The most important key to successful on-farm culturing is the commitment of the person who is responsible to see that samples are plated properly, observed, and recorded in a timely manner. It is in this area where both my biggest failures and successes have occurred. Without someone who will plate samples, read and interpret results, and record these results, the entire process of on-farm culturing will be an exercise in futility. Human nature being what it is, there is a tendency to become complacent after an initial period of good compliance. That being said, when farm management and the employees believe that milk quality can be continually improved through better informed treatment protocols, then on-farm culturing will contribute to successful outcomes.
A trained and committed person must be in charge of culturing. They must have a designated area and access to the materials and equipment necessary to culture milk. Second, the results of culturing and treatment outcomes must be recorded in order to devise protocols that improve treatment decisions. Treatment protocols based on valid culture results should be tailored to the organisms identified. Identification of mastitis pathogens allows the dairy to develop management strategies aimed at reducing exposure to those types of bacteria. Clinical cases can be reduced if farm management works with employees to discuss culture information, milking practices, and housing facilities. Through these discussions, a strategic plan can be developed to reduce exposure to pathogens causing clinical mastitis.
In successful culturing programs, herd managers reduced their use of intramammary antibiotics by half, because they no longer treated quarters that cultured no-growth or had Gram-negative infections. Substantial savings resulted from the use of less antibiotics and a decrease in milk discarded because of antibiotic treatment. Additionally, untreated cows did not pose a violative residue risk to the farm.

◆ ACTIVITY ◆
List the topics that the on-farm culturing text says farm management should discuss with employees to reduce clinical cases. Nothing in the data is needed here.

◆ DATA EXTRACTS ◆

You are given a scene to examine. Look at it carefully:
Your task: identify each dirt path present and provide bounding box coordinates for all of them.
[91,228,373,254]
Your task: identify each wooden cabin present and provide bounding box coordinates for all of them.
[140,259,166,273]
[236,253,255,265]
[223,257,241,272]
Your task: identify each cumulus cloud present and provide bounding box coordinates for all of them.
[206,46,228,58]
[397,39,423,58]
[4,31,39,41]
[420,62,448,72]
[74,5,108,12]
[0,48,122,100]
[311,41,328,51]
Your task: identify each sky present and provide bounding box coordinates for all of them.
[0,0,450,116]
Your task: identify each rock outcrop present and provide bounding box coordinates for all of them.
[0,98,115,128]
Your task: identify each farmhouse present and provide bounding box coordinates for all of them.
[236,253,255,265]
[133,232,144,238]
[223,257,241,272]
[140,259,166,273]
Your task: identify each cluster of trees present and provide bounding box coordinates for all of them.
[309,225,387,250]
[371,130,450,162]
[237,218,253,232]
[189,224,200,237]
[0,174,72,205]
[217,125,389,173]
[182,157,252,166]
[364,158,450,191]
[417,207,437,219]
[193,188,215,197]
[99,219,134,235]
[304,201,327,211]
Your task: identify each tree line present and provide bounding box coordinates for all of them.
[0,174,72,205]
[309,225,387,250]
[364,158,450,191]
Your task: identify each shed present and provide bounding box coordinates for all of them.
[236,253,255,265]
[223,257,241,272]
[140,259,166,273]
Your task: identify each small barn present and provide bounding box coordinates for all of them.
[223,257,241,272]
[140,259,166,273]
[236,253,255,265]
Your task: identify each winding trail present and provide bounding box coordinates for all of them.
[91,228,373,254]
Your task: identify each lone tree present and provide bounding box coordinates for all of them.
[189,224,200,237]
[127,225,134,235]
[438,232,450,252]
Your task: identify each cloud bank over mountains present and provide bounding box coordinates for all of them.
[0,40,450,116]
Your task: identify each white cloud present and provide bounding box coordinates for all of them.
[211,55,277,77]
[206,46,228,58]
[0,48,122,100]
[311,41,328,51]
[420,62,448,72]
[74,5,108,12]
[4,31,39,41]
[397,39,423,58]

◆ COMPLETED EXERCISE ◆
- Culture information
- Milking practices
- Housing facilities